| Task details |
Rewrite the entries as a numbered list, from the start of the entries through the line containing "675;535;865;576", both included, with any blank lines removed. Leave the pictures out of your answer.

| Listing |
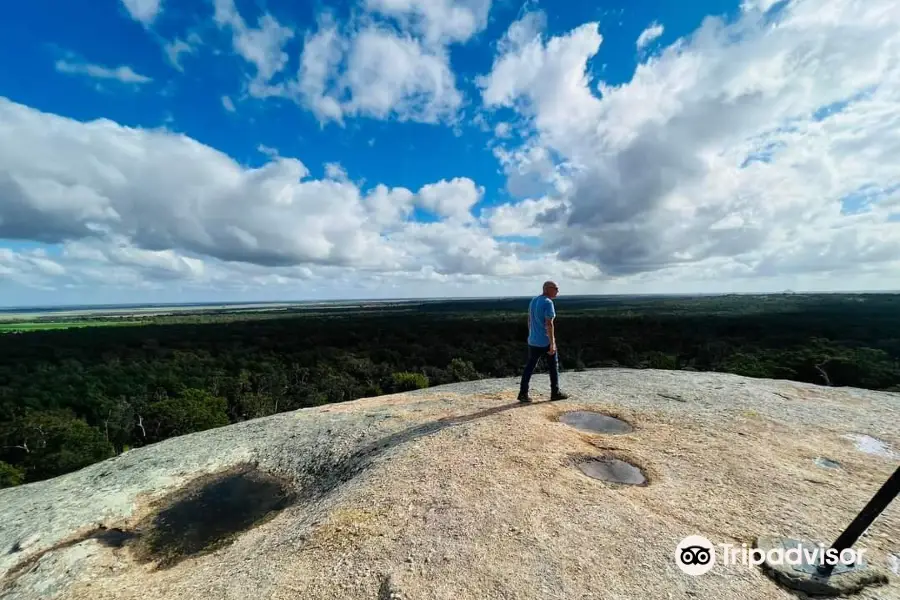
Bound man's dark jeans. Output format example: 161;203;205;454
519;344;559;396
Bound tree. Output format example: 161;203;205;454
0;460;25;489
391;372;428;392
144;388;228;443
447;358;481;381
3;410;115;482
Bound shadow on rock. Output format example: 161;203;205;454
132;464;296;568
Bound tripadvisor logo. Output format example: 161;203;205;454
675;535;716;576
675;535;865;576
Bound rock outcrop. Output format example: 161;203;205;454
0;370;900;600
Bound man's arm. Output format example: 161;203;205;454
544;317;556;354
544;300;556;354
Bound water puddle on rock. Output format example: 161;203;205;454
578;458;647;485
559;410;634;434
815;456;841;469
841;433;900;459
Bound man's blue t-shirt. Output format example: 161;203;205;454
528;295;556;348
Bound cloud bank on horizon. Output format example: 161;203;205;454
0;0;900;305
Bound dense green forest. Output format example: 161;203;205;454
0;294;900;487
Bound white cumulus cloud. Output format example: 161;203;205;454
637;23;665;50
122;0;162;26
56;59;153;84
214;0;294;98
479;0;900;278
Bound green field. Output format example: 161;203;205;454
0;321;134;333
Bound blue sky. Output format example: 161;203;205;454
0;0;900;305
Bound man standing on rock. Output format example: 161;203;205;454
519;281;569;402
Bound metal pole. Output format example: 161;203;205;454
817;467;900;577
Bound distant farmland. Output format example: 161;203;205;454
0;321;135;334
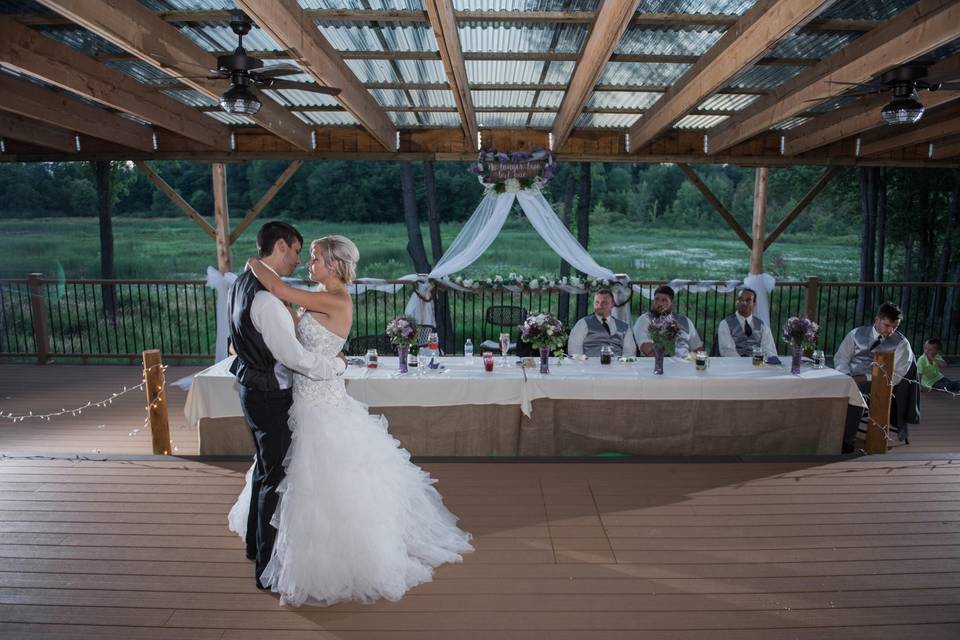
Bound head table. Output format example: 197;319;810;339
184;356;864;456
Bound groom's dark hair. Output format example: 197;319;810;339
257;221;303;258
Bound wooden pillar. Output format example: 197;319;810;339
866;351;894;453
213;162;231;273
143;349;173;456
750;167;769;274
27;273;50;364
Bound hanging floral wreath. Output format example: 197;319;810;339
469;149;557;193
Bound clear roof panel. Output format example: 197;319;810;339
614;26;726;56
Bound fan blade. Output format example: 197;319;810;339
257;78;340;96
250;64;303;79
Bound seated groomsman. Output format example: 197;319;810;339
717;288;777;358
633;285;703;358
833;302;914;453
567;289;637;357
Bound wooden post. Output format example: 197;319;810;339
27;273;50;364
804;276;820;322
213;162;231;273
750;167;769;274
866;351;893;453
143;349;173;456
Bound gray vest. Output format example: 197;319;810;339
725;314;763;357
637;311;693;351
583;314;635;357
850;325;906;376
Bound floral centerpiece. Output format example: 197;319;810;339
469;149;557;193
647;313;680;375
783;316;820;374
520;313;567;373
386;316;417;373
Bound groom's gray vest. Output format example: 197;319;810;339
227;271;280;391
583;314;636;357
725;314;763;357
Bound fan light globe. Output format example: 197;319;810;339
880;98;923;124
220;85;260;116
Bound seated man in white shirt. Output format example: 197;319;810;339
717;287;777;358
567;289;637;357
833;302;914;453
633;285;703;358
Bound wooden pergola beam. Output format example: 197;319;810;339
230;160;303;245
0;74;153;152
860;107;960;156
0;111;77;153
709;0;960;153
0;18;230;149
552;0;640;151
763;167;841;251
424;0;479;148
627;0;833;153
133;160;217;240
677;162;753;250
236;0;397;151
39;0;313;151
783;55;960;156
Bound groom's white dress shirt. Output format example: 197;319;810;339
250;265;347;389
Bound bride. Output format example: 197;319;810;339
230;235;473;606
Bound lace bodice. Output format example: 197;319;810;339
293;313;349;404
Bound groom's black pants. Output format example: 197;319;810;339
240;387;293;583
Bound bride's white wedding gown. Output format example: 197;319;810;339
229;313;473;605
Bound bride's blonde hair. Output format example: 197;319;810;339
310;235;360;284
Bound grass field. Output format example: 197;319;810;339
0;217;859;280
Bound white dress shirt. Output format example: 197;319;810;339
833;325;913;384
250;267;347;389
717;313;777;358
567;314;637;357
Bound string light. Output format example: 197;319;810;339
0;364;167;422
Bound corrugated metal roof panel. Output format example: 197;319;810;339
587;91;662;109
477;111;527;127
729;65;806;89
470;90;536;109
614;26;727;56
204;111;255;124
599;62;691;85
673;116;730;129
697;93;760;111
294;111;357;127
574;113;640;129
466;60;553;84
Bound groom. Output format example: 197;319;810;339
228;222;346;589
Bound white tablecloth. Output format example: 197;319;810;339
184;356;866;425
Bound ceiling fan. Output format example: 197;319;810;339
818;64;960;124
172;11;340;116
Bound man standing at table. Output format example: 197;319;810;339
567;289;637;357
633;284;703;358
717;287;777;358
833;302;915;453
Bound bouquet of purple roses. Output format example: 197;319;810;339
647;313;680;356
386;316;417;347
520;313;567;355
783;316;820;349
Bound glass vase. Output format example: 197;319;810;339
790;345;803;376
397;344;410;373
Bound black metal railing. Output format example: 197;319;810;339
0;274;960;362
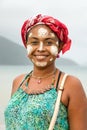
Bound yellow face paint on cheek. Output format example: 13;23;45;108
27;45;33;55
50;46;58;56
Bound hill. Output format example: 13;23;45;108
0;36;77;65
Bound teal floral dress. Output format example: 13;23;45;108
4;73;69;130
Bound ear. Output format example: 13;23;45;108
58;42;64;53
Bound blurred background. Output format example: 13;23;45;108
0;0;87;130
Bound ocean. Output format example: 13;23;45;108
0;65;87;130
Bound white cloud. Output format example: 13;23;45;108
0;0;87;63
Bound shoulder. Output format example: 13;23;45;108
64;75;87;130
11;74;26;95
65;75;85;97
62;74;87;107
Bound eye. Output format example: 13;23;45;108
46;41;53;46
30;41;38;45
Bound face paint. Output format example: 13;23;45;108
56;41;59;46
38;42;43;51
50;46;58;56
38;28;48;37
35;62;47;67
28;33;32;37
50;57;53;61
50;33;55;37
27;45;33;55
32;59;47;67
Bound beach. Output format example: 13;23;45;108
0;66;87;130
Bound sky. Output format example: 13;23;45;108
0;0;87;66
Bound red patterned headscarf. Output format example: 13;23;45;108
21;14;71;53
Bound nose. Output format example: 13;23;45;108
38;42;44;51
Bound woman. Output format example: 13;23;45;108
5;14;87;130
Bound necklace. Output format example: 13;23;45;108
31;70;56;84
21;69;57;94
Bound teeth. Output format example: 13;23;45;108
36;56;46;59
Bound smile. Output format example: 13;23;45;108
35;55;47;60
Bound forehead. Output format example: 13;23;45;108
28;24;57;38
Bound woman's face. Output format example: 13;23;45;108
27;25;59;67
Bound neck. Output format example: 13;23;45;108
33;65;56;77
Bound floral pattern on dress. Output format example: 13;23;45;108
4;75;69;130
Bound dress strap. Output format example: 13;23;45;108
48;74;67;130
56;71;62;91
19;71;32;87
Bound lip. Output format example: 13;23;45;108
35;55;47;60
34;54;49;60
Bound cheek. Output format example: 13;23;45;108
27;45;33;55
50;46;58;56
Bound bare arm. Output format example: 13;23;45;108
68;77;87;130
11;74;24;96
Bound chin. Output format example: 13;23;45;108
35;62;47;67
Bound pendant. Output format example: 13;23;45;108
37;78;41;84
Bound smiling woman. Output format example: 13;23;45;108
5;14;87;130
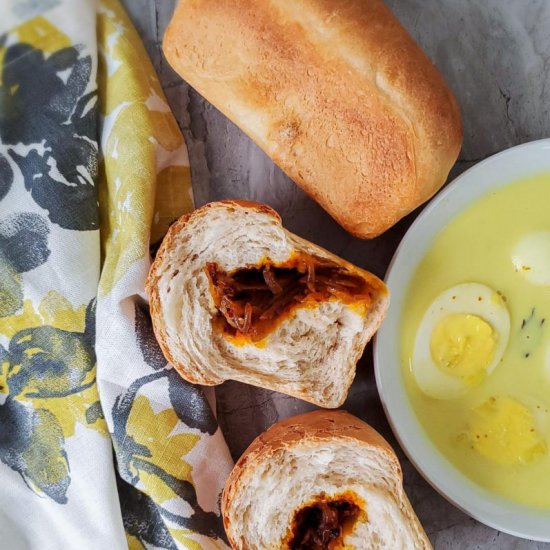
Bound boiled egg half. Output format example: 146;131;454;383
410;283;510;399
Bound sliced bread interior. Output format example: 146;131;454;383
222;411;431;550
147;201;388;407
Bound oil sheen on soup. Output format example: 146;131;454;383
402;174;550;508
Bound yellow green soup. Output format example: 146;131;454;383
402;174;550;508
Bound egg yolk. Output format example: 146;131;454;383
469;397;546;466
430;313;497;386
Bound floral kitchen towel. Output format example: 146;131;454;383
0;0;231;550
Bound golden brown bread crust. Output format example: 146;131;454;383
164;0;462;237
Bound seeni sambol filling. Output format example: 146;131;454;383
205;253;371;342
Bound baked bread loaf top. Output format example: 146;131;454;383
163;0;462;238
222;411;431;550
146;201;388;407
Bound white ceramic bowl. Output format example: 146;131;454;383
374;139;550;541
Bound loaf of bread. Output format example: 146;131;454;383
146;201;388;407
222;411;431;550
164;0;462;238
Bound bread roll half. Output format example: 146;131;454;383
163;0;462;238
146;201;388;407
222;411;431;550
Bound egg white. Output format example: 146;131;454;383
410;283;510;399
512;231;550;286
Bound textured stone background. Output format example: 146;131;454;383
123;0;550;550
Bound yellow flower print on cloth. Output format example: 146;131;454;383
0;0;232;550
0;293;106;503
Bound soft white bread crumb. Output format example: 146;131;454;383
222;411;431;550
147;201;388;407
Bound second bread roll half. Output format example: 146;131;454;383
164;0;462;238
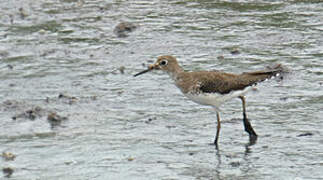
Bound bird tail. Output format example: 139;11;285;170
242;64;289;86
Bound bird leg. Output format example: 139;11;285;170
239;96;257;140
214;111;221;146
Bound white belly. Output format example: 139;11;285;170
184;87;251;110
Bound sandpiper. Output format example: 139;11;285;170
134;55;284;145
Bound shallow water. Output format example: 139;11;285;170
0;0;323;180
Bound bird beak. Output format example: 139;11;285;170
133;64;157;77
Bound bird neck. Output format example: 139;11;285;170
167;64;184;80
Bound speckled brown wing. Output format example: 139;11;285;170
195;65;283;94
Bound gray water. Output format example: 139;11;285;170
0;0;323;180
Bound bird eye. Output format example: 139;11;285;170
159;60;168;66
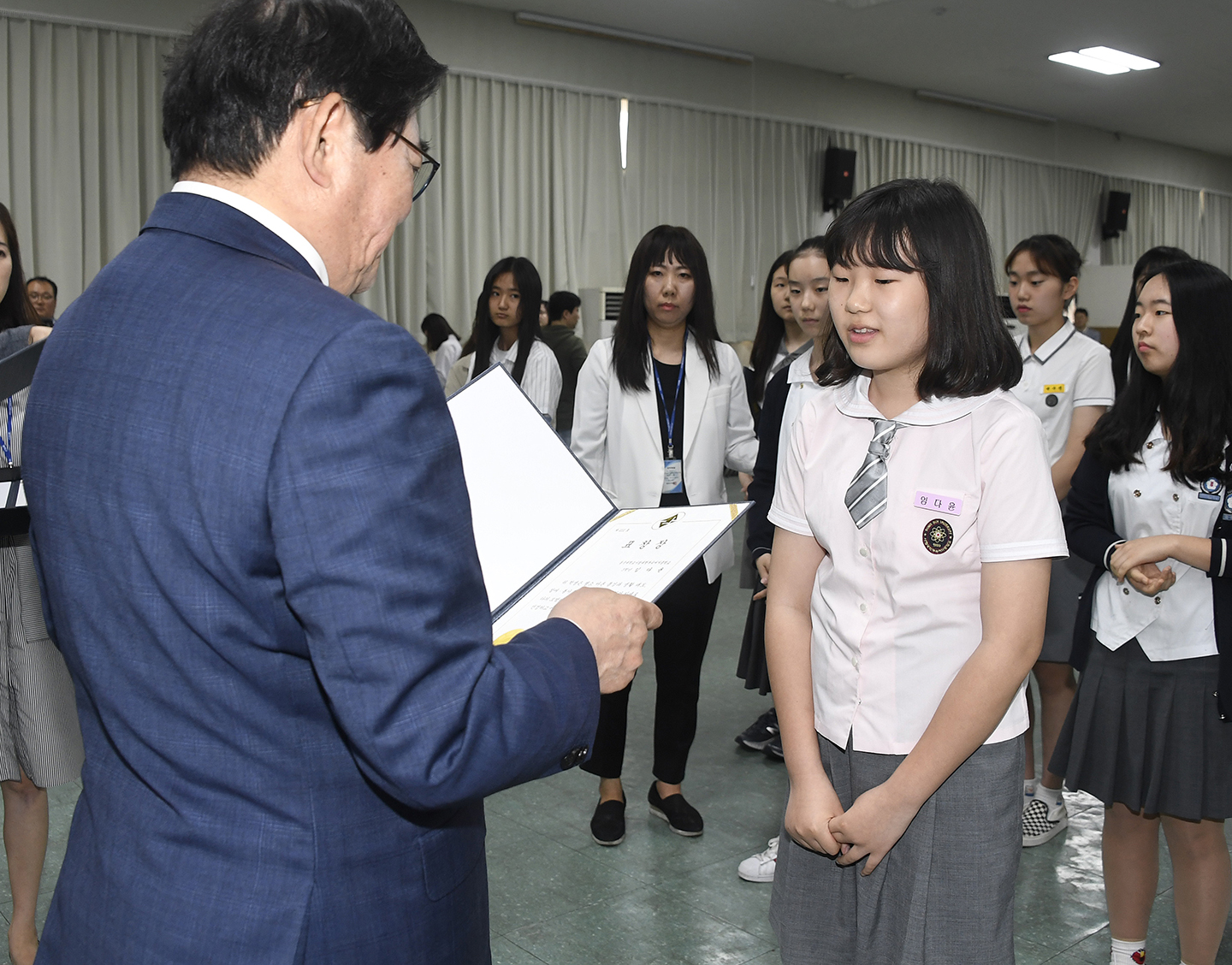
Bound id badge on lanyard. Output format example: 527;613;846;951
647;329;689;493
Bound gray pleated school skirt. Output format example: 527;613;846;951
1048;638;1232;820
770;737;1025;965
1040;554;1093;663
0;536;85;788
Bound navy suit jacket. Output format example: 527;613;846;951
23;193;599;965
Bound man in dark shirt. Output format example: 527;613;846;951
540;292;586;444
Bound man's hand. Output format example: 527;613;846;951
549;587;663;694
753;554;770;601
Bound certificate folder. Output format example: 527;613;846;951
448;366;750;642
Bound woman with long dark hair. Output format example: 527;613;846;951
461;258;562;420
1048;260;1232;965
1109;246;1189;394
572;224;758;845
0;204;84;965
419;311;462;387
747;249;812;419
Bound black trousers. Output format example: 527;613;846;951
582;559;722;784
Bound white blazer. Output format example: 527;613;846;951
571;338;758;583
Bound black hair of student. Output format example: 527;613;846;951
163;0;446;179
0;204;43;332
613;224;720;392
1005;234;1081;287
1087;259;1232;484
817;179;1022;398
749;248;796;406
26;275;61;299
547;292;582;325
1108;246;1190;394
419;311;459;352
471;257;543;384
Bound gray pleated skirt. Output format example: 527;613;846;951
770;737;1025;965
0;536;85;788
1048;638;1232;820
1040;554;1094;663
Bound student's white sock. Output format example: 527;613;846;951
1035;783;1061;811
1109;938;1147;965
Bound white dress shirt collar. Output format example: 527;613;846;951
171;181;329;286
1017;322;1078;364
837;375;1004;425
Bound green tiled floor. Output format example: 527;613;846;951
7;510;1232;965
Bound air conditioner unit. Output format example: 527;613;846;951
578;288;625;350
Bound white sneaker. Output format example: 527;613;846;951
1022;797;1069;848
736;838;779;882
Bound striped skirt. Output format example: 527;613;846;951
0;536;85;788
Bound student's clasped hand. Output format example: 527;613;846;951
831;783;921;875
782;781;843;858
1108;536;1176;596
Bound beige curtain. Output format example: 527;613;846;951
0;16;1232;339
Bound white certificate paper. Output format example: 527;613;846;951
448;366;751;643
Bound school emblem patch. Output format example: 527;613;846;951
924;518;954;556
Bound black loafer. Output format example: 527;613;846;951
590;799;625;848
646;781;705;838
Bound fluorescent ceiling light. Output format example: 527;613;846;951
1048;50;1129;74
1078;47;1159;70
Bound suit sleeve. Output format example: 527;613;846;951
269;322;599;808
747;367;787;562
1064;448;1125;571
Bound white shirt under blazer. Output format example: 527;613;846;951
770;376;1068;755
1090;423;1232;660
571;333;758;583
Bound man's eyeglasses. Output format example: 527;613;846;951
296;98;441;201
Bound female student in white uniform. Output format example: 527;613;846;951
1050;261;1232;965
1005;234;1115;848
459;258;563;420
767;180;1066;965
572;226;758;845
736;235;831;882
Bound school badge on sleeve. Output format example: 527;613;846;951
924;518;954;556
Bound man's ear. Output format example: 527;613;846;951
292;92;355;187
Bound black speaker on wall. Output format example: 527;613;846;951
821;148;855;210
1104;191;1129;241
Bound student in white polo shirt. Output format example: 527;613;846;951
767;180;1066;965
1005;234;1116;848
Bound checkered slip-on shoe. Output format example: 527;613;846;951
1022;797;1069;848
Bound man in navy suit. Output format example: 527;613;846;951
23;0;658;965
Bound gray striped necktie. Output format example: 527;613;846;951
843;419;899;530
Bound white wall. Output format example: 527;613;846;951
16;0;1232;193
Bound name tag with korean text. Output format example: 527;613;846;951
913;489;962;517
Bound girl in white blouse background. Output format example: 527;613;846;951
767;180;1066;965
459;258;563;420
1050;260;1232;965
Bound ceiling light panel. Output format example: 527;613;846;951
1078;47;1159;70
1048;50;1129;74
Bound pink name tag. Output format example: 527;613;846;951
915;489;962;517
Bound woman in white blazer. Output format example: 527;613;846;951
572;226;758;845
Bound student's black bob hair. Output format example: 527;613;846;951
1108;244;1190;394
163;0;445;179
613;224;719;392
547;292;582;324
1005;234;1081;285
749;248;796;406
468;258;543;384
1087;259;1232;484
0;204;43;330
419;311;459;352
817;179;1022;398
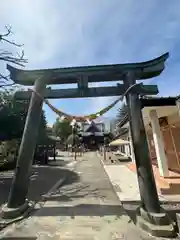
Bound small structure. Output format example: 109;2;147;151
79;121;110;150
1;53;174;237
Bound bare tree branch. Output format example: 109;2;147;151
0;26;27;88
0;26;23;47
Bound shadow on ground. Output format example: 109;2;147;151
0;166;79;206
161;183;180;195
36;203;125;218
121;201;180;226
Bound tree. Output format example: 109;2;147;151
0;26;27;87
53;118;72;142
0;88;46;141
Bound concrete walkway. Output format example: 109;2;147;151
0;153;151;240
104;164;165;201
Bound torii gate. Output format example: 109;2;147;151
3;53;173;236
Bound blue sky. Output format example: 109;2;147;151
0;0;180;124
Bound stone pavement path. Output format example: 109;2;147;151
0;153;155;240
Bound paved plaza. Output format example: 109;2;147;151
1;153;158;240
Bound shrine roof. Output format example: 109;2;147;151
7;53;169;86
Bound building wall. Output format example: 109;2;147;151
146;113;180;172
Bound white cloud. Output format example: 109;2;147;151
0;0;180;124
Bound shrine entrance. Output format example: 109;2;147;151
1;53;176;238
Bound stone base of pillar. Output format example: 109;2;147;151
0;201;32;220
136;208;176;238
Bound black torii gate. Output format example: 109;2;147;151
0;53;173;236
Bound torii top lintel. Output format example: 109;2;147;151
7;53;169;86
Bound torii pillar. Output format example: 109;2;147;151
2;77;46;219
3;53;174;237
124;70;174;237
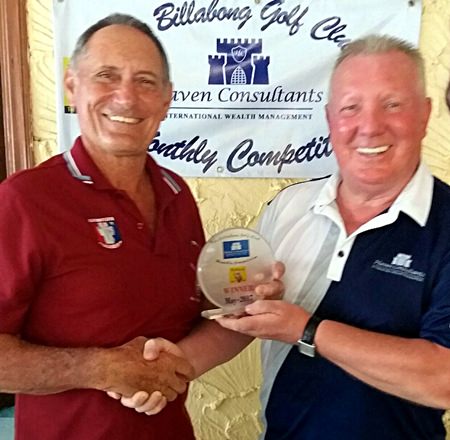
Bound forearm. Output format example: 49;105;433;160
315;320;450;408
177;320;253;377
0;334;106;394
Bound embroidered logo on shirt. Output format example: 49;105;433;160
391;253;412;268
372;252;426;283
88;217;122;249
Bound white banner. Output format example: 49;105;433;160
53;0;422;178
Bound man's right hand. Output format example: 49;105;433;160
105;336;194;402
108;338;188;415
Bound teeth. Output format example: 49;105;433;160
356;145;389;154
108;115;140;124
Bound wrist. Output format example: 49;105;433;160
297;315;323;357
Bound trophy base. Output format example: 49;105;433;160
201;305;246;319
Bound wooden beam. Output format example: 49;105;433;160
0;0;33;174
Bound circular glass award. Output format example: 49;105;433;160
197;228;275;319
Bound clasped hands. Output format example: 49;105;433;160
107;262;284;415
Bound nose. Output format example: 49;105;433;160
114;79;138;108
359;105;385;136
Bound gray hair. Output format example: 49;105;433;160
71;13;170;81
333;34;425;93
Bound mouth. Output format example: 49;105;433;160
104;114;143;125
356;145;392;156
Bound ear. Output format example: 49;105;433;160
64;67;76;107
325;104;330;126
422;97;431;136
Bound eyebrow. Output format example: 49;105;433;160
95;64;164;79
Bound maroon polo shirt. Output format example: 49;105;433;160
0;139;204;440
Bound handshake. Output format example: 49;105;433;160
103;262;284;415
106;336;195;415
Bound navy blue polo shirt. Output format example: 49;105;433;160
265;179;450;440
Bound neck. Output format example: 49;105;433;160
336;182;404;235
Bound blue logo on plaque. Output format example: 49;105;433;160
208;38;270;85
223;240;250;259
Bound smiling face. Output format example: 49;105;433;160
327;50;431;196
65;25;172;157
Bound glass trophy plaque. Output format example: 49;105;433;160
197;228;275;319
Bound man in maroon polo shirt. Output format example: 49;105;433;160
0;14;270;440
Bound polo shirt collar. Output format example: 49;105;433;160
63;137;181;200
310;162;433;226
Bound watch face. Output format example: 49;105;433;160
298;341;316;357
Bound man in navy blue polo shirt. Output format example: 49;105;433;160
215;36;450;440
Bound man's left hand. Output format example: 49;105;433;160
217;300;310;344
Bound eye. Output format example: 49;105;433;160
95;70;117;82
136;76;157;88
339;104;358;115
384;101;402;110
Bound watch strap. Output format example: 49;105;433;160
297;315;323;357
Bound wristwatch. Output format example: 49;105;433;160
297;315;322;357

| Written reply |
1. Bound man's dark jeans. Output format example: 161;203;205;454
2. 519;344;559;396
3. Bound tree. Output format example: 161;203;205;454
4. 0;460;25;489
5. 391;372;428;392
6. 144;388;228;443
7. 447;358;481;381
8. 3;410;115;482
9. Bound shadow on rock. Output format example: 161;203;205;454
10. 132;464;296;568
11. Bound tripadvisor logo. Output format example: 161;203;205;454
12. 675;535;716;576
13. 675;535;865;576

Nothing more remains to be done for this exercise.